▶ [What this task involves]: Copy whichever lines of the data hold the word "white".

---------- Records for this exercise

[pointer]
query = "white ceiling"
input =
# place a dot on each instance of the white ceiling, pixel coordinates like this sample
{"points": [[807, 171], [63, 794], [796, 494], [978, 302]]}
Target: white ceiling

--------------------

▶ [Answer]:
query = "white ceiling"
# place a dot on each instance of the white ceiling, pixel coordinates like this sample
Target: white ceiling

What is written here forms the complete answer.